# Your objective
Copy out the lines of the material below, starting at the line that contains "Target: clump of grass" and ending with the last line of the material.

(Part of a data file)
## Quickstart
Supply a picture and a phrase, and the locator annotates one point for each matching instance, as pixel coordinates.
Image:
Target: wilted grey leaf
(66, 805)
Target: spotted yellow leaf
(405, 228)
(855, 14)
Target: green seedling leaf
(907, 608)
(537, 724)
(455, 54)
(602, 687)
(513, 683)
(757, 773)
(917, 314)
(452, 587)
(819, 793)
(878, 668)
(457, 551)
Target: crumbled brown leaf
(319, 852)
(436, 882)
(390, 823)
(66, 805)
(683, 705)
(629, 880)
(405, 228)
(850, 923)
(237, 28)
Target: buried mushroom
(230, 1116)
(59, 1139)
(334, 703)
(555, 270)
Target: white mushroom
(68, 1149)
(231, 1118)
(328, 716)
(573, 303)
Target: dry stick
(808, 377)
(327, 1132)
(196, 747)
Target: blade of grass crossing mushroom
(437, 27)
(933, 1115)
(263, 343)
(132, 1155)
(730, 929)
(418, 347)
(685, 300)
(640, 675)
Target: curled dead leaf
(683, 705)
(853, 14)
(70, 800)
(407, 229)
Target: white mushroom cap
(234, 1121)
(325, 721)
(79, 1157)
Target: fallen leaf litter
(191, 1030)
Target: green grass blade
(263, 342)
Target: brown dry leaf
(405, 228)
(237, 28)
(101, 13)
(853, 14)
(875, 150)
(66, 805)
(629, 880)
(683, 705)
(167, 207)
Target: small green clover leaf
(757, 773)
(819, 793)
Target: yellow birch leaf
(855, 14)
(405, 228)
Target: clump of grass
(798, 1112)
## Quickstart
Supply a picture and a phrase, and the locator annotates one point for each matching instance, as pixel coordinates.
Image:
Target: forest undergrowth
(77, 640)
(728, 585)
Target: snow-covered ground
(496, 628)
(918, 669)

# Written answer
Target: clump of grass
(798, 1112)
## Quickstart
Supply a picture and a phrase, and the locator annotates one point for each matching instance, as pixel coordinates.
Image:
Target: forest undergrowth
(77, 640)
(728, 585)
Target: snow-covered ground
(496, 628)
(918, 669)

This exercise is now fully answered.